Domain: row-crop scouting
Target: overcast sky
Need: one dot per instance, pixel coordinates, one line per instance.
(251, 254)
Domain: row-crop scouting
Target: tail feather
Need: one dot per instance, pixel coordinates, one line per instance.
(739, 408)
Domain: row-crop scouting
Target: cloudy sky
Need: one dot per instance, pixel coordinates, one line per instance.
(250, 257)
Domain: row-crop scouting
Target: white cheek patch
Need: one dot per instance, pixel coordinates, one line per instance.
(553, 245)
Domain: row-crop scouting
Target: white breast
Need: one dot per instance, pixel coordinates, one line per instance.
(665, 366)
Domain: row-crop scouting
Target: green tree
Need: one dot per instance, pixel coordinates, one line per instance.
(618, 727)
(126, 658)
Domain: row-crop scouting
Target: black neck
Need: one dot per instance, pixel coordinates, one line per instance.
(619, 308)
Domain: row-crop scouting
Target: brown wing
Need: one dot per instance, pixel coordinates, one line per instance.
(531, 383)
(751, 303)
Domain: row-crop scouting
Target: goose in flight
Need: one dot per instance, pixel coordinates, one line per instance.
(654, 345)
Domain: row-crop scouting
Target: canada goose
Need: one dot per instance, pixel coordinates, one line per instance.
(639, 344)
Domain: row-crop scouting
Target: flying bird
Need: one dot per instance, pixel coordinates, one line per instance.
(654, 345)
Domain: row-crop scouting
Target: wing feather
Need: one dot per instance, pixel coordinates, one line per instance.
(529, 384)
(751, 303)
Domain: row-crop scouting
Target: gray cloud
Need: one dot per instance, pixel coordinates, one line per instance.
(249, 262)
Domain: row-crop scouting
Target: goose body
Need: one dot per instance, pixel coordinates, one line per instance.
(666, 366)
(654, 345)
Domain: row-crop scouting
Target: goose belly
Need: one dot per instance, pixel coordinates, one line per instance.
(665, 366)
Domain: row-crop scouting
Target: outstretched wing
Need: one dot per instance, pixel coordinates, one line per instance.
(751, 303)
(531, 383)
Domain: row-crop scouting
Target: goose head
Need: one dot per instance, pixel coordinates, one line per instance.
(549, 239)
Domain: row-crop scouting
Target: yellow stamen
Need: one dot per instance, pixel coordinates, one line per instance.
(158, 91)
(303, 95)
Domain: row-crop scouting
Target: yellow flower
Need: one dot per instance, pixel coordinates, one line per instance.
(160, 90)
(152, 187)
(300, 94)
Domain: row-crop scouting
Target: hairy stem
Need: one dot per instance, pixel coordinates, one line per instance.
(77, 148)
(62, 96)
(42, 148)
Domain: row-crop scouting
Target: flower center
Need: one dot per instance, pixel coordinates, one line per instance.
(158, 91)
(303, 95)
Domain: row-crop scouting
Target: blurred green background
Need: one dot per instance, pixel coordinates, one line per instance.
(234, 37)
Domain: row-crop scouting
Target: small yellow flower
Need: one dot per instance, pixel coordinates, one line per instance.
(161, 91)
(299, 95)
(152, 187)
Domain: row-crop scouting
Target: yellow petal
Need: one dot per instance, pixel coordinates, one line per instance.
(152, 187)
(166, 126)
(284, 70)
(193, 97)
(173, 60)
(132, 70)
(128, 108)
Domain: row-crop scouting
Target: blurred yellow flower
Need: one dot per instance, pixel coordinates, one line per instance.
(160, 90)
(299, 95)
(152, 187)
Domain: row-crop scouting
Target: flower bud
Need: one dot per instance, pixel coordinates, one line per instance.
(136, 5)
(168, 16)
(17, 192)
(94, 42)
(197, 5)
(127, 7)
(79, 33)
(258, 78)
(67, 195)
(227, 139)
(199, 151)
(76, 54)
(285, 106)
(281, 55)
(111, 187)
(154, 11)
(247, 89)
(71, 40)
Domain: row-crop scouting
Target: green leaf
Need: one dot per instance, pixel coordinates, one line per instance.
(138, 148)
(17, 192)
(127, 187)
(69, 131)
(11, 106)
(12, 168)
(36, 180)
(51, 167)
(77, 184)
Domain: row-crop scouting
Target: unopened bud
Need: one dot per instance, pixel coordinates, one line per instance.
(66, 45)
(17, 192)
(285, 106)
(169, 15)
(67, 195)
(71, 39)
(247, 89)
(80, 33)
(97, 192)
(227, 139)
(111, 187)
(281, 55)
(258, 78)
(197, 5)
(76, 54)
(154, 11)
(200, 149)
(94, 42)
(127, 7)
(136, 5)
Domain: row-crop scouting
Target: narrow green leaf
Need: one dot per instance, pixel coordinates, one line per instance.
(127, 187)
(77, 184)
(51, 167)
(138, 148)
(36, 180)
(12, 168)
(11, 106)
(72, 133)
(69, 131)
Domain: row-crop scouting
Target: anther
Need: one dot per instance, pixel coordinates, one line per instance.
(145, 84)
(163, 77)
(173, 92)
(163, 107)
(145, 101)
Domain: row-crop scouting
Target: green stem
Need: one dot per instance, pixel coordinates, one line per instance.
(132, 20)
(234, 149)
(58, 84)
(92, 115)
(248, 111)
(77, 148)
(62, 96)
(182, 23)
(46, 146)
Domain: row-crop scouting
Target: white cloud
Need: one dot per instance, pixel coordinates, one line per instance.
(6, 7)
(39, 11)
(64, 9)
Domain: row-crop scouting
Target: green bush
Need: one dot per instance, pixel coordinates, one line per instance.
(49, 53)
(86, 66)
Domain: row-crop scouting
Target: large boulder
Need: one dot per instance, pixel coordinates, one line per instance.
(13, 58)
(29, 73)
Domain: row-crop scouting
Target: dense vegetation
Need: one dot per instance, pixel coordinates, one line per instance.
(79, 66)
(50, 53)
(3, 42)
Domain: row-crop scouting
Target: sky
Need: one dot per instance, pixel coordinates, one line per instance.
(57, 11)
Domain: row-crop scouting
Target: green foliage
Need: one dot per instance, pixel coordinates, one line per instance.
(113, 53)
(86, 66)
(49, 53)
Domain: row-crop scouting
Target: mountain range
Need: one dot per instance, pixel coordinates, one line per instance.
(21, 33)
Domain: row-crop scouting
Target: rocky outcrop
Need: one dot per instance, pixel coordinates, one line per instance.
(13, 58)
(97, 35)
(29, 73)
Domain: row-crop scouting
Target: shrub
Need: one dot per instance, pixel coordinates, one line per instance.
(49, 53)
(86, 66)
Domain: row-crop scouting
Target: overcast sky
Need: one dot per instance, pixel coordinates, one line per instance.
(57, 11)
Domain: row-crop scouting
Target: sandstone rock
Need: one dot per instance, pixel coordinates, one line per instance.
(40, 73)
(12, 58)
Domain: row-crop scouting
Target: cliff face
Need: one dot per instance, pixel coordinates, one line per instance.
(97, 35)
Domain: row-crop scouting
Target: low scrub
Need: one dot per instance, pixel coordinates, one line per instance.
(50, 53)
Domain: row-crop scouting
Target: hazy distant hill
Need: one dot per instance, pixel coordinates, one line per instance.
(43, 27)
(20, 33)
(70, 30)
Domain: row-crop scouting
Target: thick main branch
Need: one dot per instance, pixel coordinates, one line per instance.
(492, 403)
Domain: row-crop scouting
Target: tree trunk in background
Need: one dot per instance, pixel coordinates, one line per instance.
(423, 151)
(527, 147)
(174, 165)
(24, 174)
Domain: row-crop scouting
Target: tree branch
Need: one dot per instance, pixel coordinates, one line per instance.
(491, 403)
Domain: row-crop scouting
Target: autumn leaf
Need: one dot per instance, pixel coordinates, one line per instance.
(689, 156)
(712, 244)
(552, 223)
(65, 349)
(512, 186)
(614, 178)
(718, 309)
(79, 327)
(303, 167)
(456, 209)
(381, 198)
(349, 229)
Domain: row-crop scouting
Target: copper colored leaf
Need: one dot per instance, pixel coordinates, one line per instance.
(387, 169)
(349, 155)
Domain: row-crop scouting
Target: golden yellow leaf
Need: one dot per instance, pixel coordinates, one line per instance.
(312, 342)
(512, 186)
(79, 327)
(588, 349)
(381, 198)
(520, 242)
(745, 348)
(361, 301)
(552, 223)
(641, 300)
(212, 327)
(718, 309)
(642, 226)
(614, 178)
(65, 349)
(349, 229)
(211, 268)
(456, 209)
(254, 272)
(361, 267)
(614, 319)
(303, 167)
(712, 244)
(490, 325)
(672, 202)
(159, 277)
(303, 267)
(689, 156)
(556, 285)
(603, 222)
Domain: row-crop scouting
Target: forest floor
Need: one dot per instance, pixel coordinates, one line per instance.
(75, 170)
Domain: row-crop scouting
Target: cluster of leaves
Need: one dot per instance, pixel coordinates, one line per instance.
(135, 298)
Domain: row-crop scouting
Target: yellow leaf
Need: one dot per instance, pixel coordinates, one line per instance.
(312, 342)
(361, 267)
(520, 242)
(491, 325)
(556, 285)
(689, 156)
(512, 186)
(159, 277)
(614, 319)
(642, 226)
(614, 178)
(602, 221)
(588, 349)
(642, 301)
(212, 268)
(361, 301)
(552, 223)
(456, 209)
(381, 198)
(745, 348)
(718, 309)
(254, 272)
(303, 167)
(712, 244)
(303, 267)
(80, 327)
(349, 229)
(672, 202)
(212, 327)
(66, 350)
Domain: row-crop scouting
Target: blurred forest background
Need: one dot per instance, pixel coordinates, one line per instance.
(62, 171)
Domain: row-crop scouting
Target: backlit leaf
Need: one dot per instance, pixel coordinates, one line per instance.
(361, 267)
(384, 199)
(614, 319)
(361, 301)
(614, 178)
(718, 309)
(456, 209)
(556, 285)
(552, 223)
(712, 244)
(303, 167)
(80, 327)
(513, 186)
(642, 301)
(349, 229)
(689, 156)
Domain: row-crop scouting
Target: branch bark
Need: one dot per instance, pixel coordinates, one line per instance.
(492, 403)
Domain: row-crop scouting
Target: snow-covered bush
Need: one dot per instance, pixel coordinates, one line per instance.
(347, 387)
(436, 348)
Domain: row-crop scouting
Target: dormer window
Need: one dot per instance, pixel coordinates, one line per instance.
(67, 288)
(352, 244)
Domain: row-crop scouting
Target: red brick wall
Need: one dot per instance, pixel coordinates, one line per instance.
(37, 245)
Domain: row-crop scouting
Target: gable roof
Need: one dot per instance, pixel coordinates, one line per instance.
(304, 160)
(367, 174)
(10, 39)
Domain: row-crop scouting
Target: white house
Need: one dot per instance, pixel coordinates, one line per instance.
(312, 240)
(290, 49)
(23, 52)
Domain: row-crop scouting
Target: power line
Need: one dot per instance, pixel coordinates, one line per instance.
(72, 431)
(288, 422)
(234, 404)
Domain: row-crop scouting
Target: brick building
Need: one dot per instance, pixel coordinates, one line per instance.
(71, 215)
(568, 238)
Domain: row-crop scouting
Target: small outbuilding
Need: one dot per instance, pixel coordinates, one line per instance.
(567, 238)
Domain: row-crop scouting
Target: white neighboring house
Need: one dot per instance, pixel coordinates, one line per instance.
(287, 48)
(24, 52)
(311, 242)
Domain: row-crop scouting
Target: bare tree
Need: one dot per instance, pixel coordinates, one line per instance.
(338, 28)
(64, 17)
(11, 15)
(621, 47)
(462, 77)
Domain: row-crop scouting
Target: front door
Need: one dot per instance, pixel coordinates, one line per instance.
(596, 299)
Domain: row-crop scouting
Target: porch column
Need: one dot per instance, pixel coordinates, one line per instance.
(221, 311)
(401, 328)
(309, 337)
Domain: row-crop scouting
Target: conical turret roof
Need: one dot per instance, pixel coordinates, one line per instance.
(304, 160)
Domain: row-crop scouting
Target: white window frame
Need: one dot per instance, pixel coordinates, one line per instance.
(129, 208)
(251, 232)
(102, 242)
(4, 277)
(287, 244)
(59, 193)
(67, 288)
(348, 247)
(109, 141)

## REQUIRED ACTION
If a line comes after the one containing "Target: flying bird", leave it out; set down every line of the data before it, and that line itself, exactly.

## SOLUTION FOR THIS PROBLEM
Domain: row-crop scouting
Target: overcast sky
Need: one dot per instance, pixel coordinates, one line per instance.
(251, 254)
Domain: row-crop scouting
Target: tail feather
Need: one dot per instance, pixel coordinates, one line per instance.
(739, 408)
Domain: row-crop scouting
Target: cloudy sky
Need: one dot per instance, pixel coordinates, one line per instance.
(250, 257)
Domain: row-crop scouting
Target: white cheek patch
Need: one dot per instance, pixel coordinates, one line per instance.
(553, 245)
Domain: row-crop scouting
Target: white breast
Need: one dot per instance, pixel coordinates, one line per instance.
(665, 366)
Domain: row-crop scouting
Target: green tree
Need: one dot per instance, pixel coordinates, one line per instance.
(618, 727)
(126, 658)
Domain: row-crop scouting
Target: black neck
Need: one dot per instance, pixel coordinates, one line per instance.
(619, 308)
Domain: row-crop scouting
Target: brown wing
Need: one dot per instance, pixel coordinates, one line per instance.
(531, 383)
(751, 303)
Domain: row-crop scouting
Target: goose in flight
Need: one dot per instance, pixel coordinates, one line per instance.
(654, 345)
Domain: row-crop scouting
Target: canada goose
Need: one dot per instance, pixel coordinates, one line per instance.
(639, 344)
Domain: row-crop scouting
Target: flying bird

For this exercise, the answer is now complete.